• [Instructions to follow]: Report every line of the items below that contains the word "When", matching case exactly.

Photo object pointing items
───

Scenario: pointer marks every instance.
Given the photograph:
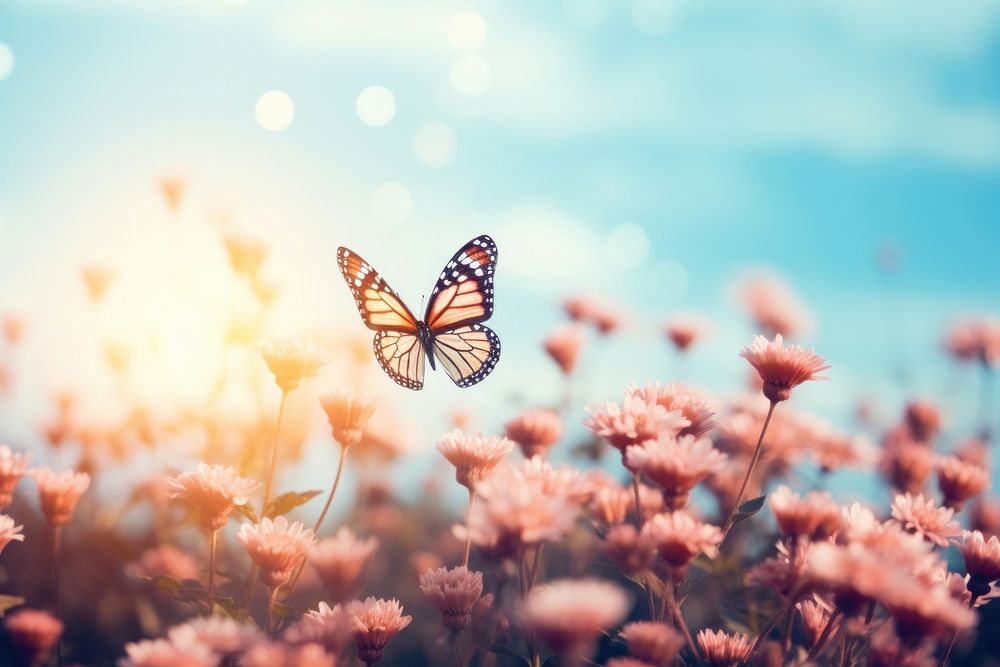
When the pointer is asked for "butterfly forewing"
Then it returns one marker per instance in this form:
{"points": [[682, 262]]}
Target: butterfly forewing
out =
{"points": [[401, 356], [379, 305], [467, 354], [463, 294]]}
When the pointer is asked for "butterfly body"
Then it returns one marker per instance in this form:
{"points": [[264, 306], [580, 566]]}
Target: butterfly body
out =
{"points": [[451, 332]]}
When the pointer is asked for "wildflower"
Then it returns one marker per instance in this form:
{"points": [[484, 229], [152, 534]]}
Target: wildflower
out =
{"points": [[783, 368], [454, 593], [9, 531], [814, 517], [775, 308], [535, 431], [570, 614], [652, 643], [721, 649], [339, 561], [214, 490], [34, 633], [375, 622], [59, 492], [474, 456], [633, 422], [922, 516], [982, 560], [563, 346], [348, 412], [224, 636], [292, 361], [676, 396], [684, 330], [959, 480], [679, 537], [276, 547], [13, 466], [676, 465], [166, 653], [923, 419], [246, 253], [633, 551], [166, 559]]}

───

• [The solution]:
When the pointer is asked for "butterfly forewing"
When the pointer is asked for "butterfly body"
When the pointer is asked for "wildflower"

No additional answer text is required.